Extracted records:

__________

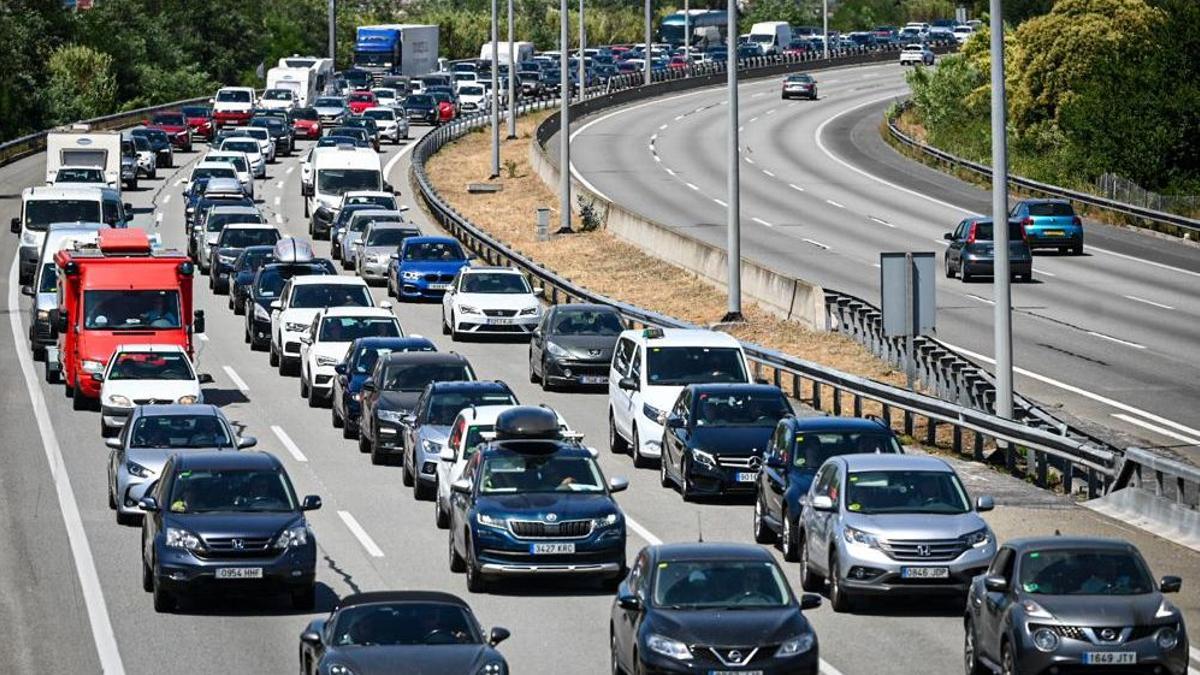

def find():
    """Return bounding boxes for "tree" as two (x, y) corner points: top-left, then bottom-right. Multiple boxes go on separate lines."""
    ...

(46, 45), (117, 124)
(0, 0), (72, 139)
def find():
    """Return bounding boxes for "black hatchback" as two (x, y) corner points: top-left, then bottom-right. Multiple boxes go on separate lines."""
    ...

(944, 217), (1033, 283)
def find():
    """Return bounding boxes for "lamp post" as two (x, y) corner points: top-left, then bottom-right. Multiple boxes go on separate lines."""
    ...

(823, 0), (829, 59)
(490, 0), (500, 178)
(507, 0), (516, 139)
(579, 0), (586, 99)
(558, 0), (572, 233)
(723, 0), (742, 322)
(327, 0), (336, 66)
(644, 0), (652, 86)
(990, 0), (1013, 419)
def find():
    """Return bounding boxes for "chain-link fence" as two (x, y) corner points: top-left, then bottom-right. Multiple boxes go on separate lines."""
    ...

(1096, 173), (1200, 220)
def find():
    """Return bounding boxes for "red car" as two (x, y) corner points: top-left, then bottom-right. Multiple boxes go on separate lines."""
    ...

(291, 107), (321, 140)
(347, 90), (378, 115)
(144, 111), (193, 152)
(668, 56), (689, 71)
(181, 105), (214, 143)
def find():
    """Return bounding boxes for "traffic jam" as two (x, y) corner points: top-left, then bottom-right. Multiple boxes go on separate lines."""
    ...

(11, 40), (1192, 675)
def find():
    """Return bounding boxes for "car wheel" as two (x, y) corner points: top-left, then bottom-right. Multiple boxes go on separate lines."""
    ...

(799, 531), (825, 591)
(435, 497), (450, 529)
(829, 553), (854, 613)
(1000, 641), (1016, 675)
(358, 432), (372, 455)
(72, 381), (87, 411)
(152, 574), (175, 613)
(611, 630), (622, 675)
(608, 410), (629, 454)
(529, 349), (541, 384)
(753, 495), (777, 544)
(659, 450), (672, 487)
(331, 404), (343, 428)
(465, 540), (487, 593)
(414, 477), (434, 501)
(964, 618), (986, 675)
(402, 449), (415, 485)
(116, 509), (139, 526)
(142, 556), (154, 592)
(449, 531), (466, 572)
(299, 374), (310, 399)
(945, 257), (955, 278)
(269, 343), (279, 367)
(679, 458), (695, 501)
(149, 167), (157, 180)
(449, 312), (461, 341)
(781, 510), (800, 562)
(631, 427), (650, 469)
(441, 311), (451, 335)
(960, 266), (973, 283)
(307, 386), (320, 408)
(369, 438), (385, 466)
(1071, 243), (1083, 255)
(291, 585), (316, 611)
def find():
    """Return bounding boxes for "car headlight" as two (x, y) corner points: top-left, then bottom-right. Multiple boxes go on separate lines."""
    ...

(217, 254), (236, 265)
(254, 303), (270, 321)
(690, 448), (716, 467)
(1155, 599), (1179, 619)
(316, 356), (340, 367)
(476, 661), (505, 675)
(107, 394), (132, 407)
(646, 633), (691, 661)
(457, 305), (481, 315)
(1156, 626), (1179, 651)
(284, 321), (309, 332)
(961, 527), (990, 548)
(328, 664), (356, 675)
(1031, 627), (1059, 652)
(274, 524), (309, 548)
(36, 309), (50, 321)
(642, 403), (666, 425)
(165, 527), (204, 551)
(592, 513), (620, 528)
(546, 341), (570, 358)
(422, 439), (442, 455)
(125, 460), (153, 478)
(21, 230), (36, 245)
(775, 633), (815, 657)
(402, 270), (421, 281)
(176, 395), (199, 405)
(842, 525), (882, 549)
(82, 359), (104, 373)
(376, 409), (406, 424)
(476, 512), (506, 529)
(519, 306), (538, 316)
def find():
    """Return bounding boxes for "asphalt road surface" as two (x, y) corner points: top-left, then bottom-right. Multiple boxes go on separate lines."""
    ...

(1, 117), (1198, 675)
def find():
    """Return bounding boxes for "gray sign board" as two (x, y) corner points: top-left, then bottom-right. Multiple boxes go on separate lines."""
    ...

(880, 252), (936, 337)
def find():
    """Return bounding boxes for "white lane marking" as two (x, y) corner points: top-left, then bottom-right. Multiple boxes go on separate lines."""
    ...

(285, 166), (295, 174)
(221, 365), (249, 394)
(685, 182), (699, 191)
(751, 92), (767, 98)
(1086, 331), (1146, 350)
(789, 183), (805, 192)
(274, 196), (281, 207)
(934, 239), (950, 246)
(749, 116), (759, 123)
(275, 181), (283, 189)
(738, 125), (745, 132)
(337, 511), (385, 558)
(762, 169), (775, 177)
(162, 194), (171, 204)
(1113, 414), (1200, 447)
(1190, 645), (1200, 664)
(649, 134), (657, 143)
(745, 157), (755, 165)
(803, 238), (830, 250)
(752, 217), (774, 228)
(1091, 246), (1200, 279)
(869, 216), (895, 228)
(382, 137), (419, 180)
(713, 198), (727, 207)
(674, 114), (684, 121)
(942, 341), (1200, 440)
(966, 294), (994, 305)
(275, 214), (283, 224)
(1124, 295), (1175, 310)
(271, 425), (308, 462)
(766, 109), (776, 115)
(653, 155), (662, 163)
(7, 260), (126, 674)
(1033, 269), (1056, 277)
(664, 168), (676, 176)
(659, 124), (668, 130)
(825, 199), (844, 208)
(198, 333), (209, 342)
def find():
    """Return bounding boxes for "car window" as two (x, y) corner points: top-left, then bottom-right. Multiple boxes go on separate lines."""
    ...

(645, 346), (747, 386)
(1027, 202), (1075, 217)
(792, 431), (902, 468)
(692, 390), (791, 427)
(551, 309), (623, 336)
(108, 351), (194, 380)
(130, 415), (232, 449)
(460, 273), (530, 294)
(844, 469), (970, 515)
(331, 602), (481, 646)
(404, 241), (464, 261)
(1017, 549), (1154, 596)
(382, 363), (472, 391)
(168, 468), (297, 513)
(479, 452), (604, 494)
(427, 390), (516, 425)
(652, 560), (790, 609)
(629, 346), (642, 383)
(988, 546), (1014, 580)
(612, 337), (634, 375)
(290, 284), (371, 309)
(319, 316), (400, 342)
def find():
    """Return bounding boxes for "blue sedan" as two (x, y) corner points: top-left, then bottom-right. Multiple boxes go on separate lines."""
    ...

(387, 236), (471, 301)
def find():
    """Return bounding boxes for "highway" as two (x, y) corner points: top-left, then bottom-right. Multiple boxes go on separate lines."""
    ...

(564, 61), (1200, 457)
(2, 119), (1199, 675)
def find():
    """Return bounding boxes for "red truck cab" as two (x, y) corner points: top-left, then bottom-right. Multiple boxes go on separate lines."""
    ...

(50, 229), (204, 407)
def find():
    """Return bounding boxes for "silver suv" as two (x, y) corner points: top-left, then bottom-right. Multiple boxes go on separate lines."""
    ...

(798, 453), (995, 612)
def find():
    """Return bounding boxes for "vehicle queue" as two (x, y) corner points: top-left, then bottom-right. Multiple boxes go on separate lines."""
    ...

(11, 45), (1183, 675)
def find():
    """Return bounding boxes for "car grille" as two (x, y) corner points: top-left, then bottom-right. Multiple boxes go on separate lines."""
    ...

(482, 309), (517, 317)
(878, 538), (967, 562)
(1032, 624), (1163, 644)
(424, 273), (455, 282)
(716, 456), (761, 469)
(508, 519), (593, 539)
(133, 398), (175, 405)
(700, 646), (775, 667)
(199, 536), (275, 558)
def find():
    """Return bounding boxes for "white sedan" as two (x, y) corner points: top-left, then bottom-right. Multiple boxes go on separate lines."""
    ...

(899, 43), (935, 66)
(441, 267), (542, 341)
(362, 106), (409, 144)
(98, 345), (202, 437)
(219, 138), (266, 178)
(299, 306), (402, 406)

__________

Problem details:
When you repeat the lines above, keep them exact and leave out each image they contain.

Reply:
def find():
    """Return bounding boxes for "tree" as two (x, y) corner points: top-left, then bottom-right. Multiple boxes go on separate lines."""
    ...

(46, 45), (117, 124)
(0, 0), (72, 139)
def find():
    """Return bounding boxes for "black hatchback" as two (x, y) corner points: top-left, then bottom-right. Multiple boxes go on separate lines."""
    ...

(944, 217), (1033, 283)
def find():
    """Return bounding boxes for "lamp post" as two (x, y) corner points: top-left, then bottom-right. Multiple boxes go on separate lines."""
    ...

(823, 0), (829, 59)
(490, 0), (500, 178)
(507, 0), (516, 139)
(579, 0), (586, 99)
(558, 0), (572, 233)
(723, 0), (742, 322)
(327, 0), (336, 66)
(644, 0), (652, 86)
(990, 0), (1013, 419)
def find():
    """Return bounding boxes for "chain-link fence" as two (x, y) corner points: top-left, then bottom-right. Multiple boxes go on separate lines."""
    ...

(1096, 173), (1200, 220)
def find():
    """Return bounding boxes for "red car" as two (x, y) corner points: top-left, then bottom-right. Multiple boxes go on separate lines."""
    ...

(291, 107), (321, 140)
(347, 90), (378, 115)
(144, 111), (193, 152)
(668, 56), (689, 71)
(181, 105), (214, 143)
def find():
    """Return bounding boxes for "traffic jam" as two (x, y) corner points: top-left, then bottom-right. Multiple boxes go on separate lines."""
    ...

(11, 40), (1192, 675)
def find():
    """Return bounding boxes for "car wheel" as two (x, y) corner points: top-left, then bottom-right. Multiple boxes go on separate lines."""
    ...

(799, 531), (825, 591)
(435, 497), (450, 529)
(829, 553), (854, 613)
(1000, 641), (1016, 675)
(358, 432), (372, 455)
(72, 381), (87, 411)
(152, 574), (175, 613)
(611, 630), (622, 675)
(608, 410), (629, 454)
(529, 349), (541, 384)
(753, 495), (777, 544)
(659, 450), (672, 487)
(331, 404), (343, 428)
(465, 540), (487, 593)
(414, 477), (434, 501)
(964, 618), (986, 675)
(402, 449), (415, 485)
(116, 509), (139, 526)
(142, 556), (154, 592)
(449, 531), (466, 572)
(299, 374), (310, 399)
(945, 257), (955, 278)
(269, 343), (279, 367)
(679, 458), (695, 501)
(149, 167), (157, 180)
(449, 312), (461, 341)
(781, 510), (800, 562)
(631, 427), (650, 469)
(441, 311), (451, 335)
(960, 266), (973, 283)
(307, 386), (320, 408)
(369, 438), (385, 466)
(1071, 243), (1083, 255)
(291, 585), (316, 611)
def find():
    """Return bounding boxes for "car headlight" as two (x, y) corner points: top-left, then bottom-right. Multiple boxes go on separate lines."""
    ...

(217, 254), (236, 265)
(254, 303), (270, 321)
(690, 448), (716, 467)
(1155, 599), (1179, 619)
(316, 356), (340, 367)
(476, 661), (505, 675)
(107, 394), (132, 407)
(646, 633), (691, 661)
(457, 305), (481, 315)
(1156, 626), (1179, 651)
(284, 321), (309, 332)
(961, 527), (990, 548)
(328, 664), (356, 675)
(1031, 627), (1059, 652)
(274, 524), (309, 548)
(36, 309), (50, 321)
(642, 403), (666, 425)
(165, 527), (204, 551)
(592, 513), (620, 528)
(546, 341), (570, 358)
(422, 439), (442, 455)
(125, 460), (153, 478)
(21, 230), (36, 245)
(775, 633), (815, 657)
(402, 270), (421, 281)
(176, 395), (199, 405)
(842, 525), (882, 549)
(82, 359), (104, 373)
(376, 409), (406, 424)
(476, 512), (506, 529)
(519, 306), (538, 316)
def find():
    """Return bounding boxes for "asphalt road surface" as two (x, y) corner points: top-left, then bottom-right. Multiple boxes go on separate lines."""
    ...

(1, 117), (1198, 675)
def find():
    """Return bounding boxes for "gray sign board" as two (x, y) corner points: top-left, then bottom-right. Multiple boxes go on separate lines."""
    ...

(880, 252), (936, 337)
def find():
    """Return bounding boxes for "white lane marking" as two (x, y) corner points: top-left, then bottom-right. Multiple boxes go on separate lines."""
    ...

(285, 166), (295, 174)
(221, 365), (249, 394)
(685, 182), (699, 191)
(751, 92), (767, 98)
(1086, 331), (1146, 350)
(789, 183), (805, 192)
(274, 196), (281, 207)
(934, 239), (950, 246)
(749, 116), (759, 123)
(275, 181), (283, 189)
(738, 125), (745, 132)
(337, 511), (385, 558)
(762, 169), (775, 177)
(162, 194), (171, 204)
(1113, 414), (1200, 447)
(1190, 645), (1200, 664)
(649, 134), (657, 143)
(745, 157), (755, 165)
(803, 238), (830, 250)
(752, 217), (774, 228)
(1091, 246), (1200, 279)
(869, 216), (895, 228)
(382, 137), (419, 180)
(713, 198), (727, 207)
(674, 114), (684, 121)
(942, 341), (1200, 440)
(966, 294), (994, 305)
(275, 214), (283, 224)
(1124, 295), (1175, 310)
(271, 425), (308, 462)
(766, 109), (776, 115)
(653, 155), (662, 163)
(7, 260), (126, 674)
(1033, 269), (1056, 277)
(664, 168), (676, 176)
(659, 124), (668, 130)
(825, 199), (844, 208)
(198, 333), (209, 342)
def find():
    """Return bounding boxes for "car window" as two (x, y) corner points: top-left, then bottom-right. Multiple boxes go on separate lines."""
    ...

(645, 346), (747, 386)
(1027, 202), (1075, 217)
(792, 431), (902, 468)
(692, 390), (791, 427)
(551, 309), (623, 336)
(108, 351), (194, 380)
(130, 415), (232, 449)
(460, 273), (530, 294)
(844, 469), (970, 515)
(331, 602), (481, 646)
(404, 241), (464, 261)
(1017, 549), (1154, 596)
(382, 363), (472, 391)
(168, 468), (297, 513)
(479, 452), (604, 494)
(427, 390), (516, 425)
(652, 560), (790, 609)
(629, 346), (642, 383)
(988, 546), (1014, 580)
(612, 337), (634, 375)
(290, 284), (371, 309)
(319, 316), (400, 342)
def find():
    """Return bounding boxes for "blue sedan" as two (x, y) corner points: top-left, then bottom-right. Multiple boxes go on separate lines."""
    ...

(387, 236), (471, 301)
def find():
    """Return bounding boxes for "highway" as two (x, y) corner points: top-left, then bottom-right. Multiple boxes go on separate lines."""
    ...

(564, 61), (1200, 457)
(2, 119), (1199, 675)
def find():
    """Return bounding boxes for "red truck cab" as two (x, y) corner points: top-left, then bottom-right. Multiple boxes go on separate lines."""
    ...

(50, 229), (204, 407)
def find():
    """Return bounding boxes for "silver suv" as two (x, y) corner points: top-left, then bottom-right. Multiple boxes go on separate lines."""
    ...

(798, 453), (995, 612)
def find():
    """Return bounding boxes for "vehicle queue" as two (x, y) corner points: top-left, then bottom-right. Multiple boxes go on separate lines."""
    ...

(11, 45), (1183, 675)
def find():
    """Return bounding boxes for "car grille" as two (x, y) corner points: top-left, then bottom-right. Multiple boxes go on separate lines."""
    ...

(482, 309), (517, 317)
(878, 538), (967, 562)
(1032, 624), (1163, 644)
(424, 273), (455, 282)
(716, 456), (761, 469)
(508, 519), (593, 539)
(133, 398), (175, 405)
(700, 646), (775, 667)
(199, 536), (275, 558)
def find():
    """Return bounding boxes for "white sedan" as two (x, y) corner points: top-left, then bottom-right. Multiple boxes go on separate lines."""
    ...

(899, 43), (935, 66)
(441, 267), (542, 341)
(362, 106), (409, 144)
(98, 345), (202, 437)
(219, 138), (266, 178)
(299, 306), (402, 406)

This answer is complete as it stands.